[START OF Excerpted text]

Re: SUM aggregate operator and non-numeric literals

Looks fine - good point that SUM can be extended rather than requiring 
it's formulation to be changed.


One observation (does not the reply being sent):

[[
 > The result will be always a type error.

Correct.
]]

I'm not sure what Jeen means here - the query does not produce a type 
error.  One of the two groups works, the other leads to an error in SUM 
but which caught in the SELECT expression and leads to an unbound variable.

	Andy


On 27/06/11 11:36, Steve Harris wrote:
> I've added http://www.w3.org/2009/sparql/wiki/CommentResponse:JB-6
>
> - Steve
>
> On 2011-06-27, at 11:02, Steve Harris wrote:
>
>> On 2011-06-26, at 16:43, Andy Seaborne wrote:
>>
>>> (can we have one x.y.z. section per aggregate like the functions so each has it's own doc link or links to the defintion of each?  The defs don't have anchors).
>>
>> Yes, good idea, I've added it to my todo list.
>>
>>> There are 3 points where customization can be done:
>>> 1/ The expression to be SUM'ed
>>> 2/ The aggregate called
>>> 3/ Whether SUM uses + or op:numeric-add
>>>
>>> 1 and 2 can already be done.
>>>
>>>
>>> For 1/:
>>>
>>> The effect Jeen uses as an example can be achieved by ensuring the multiset passed to SUM are all numbers:
>>>
>>> SUM(xsd:integer(?val))
>>
>> Right.

[END OF Excerpted text]

◆ **Task 1**: Update the SUM aggregate thread from "One observation (does" up to and including "an unbound variable.", replacing "SUM" with "AVG".
◆ **Task 2**: In the SUM aggregate thread, what expression ensures that the multiset passed to SUM contains only numbers?
◆ **Task 3**: Shorten the paragraph of the SUM aggregate thread that begins "I'm not sure what Jeen means here", keeping its main facts.
The lines that come after the thread aren't needed for anything here.

[START OF Information provided]

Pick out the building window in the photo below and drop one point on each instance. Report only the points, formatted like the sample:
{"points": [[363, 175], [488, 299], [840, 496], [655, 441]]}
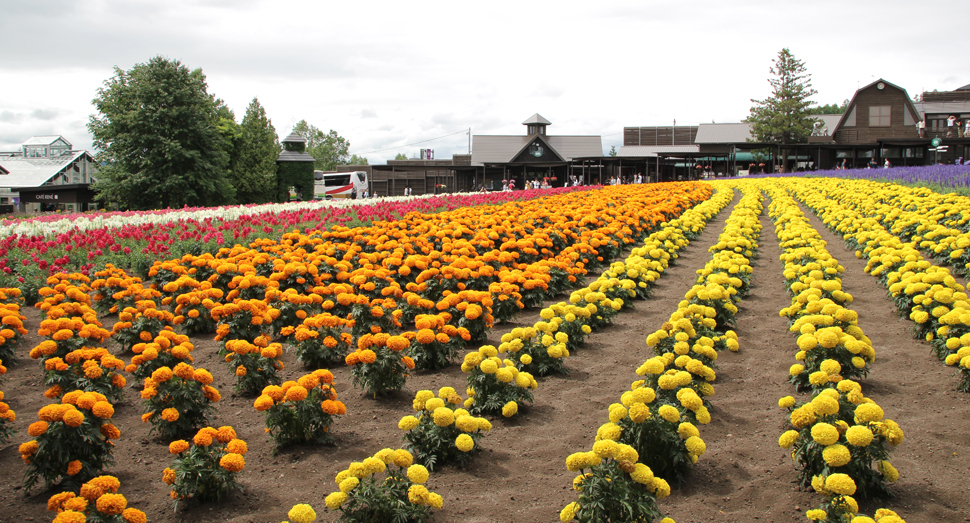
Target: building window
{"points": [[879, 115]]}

[END OF Information provided]
[START OF Information provided]

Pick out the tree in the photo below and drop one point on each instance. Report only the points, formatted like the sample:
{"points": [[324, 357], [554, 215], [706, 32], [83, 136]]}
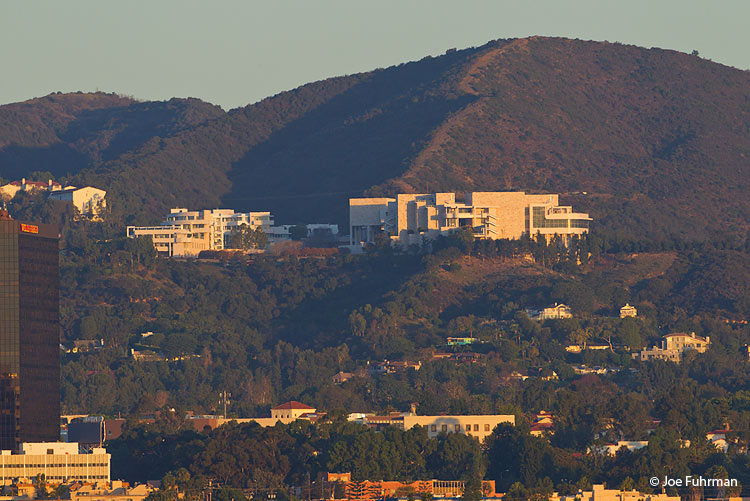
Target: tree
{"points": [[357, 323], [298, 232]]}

[END OF Information provided]

◆ **Full answer 1**:
One observation (does not the reply being sent):

[[
 > The result will be always a type error.

Correct.
]]

I'm not sure what Jeen means here - the query does not produce a type 
error.  One of the two groups works, the other leads to an error in AVG 
but which caught in the SELECT expression and leads to an unbound variable.

◆ **Full answer 2**: SUM(xsd:integer(?val))

◆ **Full answer 3**: The query doesn't produce a type error. One of the two groups works. The other causes an error in SUM, which is caught in the SELECT expression and leaves an unbound variable.